§ **THE REQUEST**
Copy the material below word for word, leaving out the pictures.

§ **DATASET**
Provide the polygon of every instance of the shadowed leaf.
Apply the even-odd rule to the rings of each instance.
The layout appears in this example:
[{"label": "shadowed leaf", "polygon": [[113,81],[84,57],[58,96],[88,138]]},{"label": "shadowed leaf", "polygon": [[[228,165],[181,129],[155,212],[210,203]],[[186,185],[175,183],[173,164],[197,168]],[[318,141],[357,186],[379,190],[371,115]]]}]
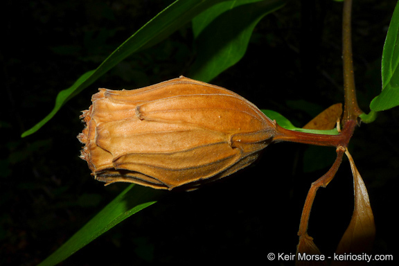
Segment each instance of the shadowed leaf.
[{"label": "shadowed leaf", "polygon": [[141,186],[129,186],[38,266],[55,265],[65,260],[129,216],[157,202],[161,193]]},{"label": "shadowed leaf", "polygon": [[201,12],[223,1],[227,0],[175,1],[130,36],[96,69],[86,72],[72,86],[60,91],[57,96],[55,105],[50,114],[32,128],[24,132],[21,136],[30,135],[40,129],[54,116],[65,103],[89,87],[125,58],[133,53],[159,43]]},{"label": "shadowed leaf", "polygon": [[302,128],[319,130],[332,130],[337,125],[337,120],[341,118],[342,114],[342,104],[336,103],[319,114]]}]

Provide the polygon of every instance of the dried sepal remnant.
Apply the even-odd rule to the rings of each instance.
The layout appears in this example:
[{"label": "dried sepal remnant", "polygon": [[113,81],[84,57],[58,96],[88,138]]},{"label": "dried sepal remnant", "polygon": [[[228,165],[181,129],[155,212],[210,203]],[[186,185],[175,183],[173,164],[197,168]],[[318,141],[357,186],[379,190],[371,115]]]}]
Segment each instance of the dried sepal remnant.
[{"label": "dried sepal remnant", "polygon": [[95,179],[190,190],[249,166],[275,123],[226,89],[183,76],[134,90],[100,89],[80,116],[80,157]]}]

§ **FINAL RESULT**
Provide the polygon of every instance of the shadowed leaf.
Apply the even-odd rule to the rings of each instance.
The layout appears in this example:
[{"label": "shadowed leaf", "polygon": [[113,81],[84,57],[58,96],[88,138]]},{"label": "shadowed leaf", "polygon": [[[228,165],[181,129],[155,212],[210,203]],[[186,185],[175,183],[173,164],[197,168]],[[318,141],[357,186],[379,190],[371,115]]]}]
Segment each instance of the shadowed leaf.
[{"label": "shadowed leaf", "polygon": [[141,186],[129,186],[38,266],[55,265],[65,260],[129,216],[157,202],[161,193]]},{"label": "shadowed leaf", "polygon": [[201,12],[223,1],[227,0],[175,1],[130,36],[96,69],[86,72],[72,86],[60,91],[57,96],[55,105],[50,114],[32,128],[24,132],[21,136],[30,135],[40,129],[54,116],[65,103],[89,87],[125,58],[133,53],[159,43]]},{"label": "shadowed leaf", "polygon": [[302,128],[319,130],[332,130],[337,125],[337,120],[341,118],[342,114],[342,104],[336,103],[319,114]]}]

Provide the polygon of every instance of the dried sepal remnant.
Apply the even-odd rule to the rings of each instance.
The layout appears in this example:
[{"label": "dried sepal remnant", "polygon": [[113,81],[84,57],[58,96],[88,138]]},{"label": "dried sepal remnant", "polygon": [[[228,165],[181,129],[155,212],[210,203]],[[186,185],[175,183],[173,164],[197,168]],[[318,141],[357,186],[379,190],[371,115]]]}]
Segment each instance of the dried sepal remnant.
[{"label": "dried sepal remnant", "polygon": [[95,179],[190,190],[249,166],[275,123],[226,89],[183,76],[134,90],[100,89],[80,116],[80,157]]}]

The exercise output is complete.